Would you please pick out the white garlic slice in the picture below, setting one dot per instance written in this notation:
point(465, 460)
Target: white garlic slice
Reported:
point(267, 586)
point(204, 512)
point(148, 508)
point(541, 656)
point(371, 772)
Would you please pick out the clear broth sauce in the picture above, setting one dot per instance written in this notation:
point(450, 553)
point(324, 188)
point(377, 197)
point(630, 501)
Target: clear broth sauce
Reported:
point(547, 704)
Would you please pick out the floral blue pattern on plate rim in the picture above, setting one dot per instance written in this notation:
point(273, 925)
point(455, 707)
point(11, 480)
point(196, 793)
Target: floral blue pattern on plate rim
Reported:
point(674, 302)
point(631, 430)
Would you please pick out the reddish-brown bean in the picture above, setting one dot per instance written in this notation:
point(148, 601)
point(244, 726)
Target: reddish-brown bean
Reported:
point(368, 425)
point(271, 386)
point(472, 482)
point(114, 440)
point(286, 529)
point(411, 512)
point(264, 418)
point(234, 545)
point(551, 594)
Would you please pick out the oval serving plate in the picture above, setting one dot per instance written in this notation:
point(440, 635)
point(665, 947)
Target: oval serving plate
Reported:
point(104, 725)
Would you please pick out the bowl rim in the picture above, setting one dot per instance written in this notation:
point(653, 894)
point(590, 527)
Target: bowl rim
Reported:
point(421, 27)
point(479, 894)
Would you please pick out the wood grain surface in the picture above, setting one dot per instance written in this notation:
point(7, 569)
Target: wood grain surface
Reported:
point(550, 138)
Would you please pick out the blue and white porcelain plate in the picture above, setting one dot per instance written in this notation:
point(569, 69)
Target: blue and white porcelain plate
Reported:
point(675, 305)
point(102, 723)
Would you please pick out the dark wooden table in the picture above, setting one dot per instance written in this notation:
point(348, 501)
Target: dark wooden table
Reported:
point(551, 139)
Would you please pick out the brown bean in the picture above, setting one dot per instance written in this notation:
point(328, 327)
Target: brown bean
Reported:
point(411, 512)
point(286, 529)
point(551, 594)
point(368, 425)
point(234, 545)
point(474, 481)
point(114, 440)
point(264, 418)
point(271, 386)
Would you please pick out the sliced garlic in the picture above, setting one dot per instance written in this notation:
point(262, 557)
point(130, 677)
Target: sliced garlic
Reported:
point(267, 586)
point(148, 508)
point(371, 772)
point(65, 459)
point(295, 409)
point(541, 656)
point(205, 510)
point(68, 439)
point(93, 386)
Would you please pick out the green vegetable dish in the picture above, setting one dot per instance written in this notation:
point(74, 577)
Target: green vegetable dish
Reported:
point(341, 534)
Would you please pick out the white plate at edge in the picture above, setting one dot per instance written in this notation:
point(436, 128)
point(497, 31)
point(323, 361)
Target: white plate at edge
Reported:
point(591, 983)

....

**WHAT YOU NEED TO DO**
Lines above that contain the string "broth" make up the answer.

**OUTPUT BELOW**
Would you please pick out the clear broth sauce in the picture above, setting one dot per instance written in this notation:
Target: clear broth sauce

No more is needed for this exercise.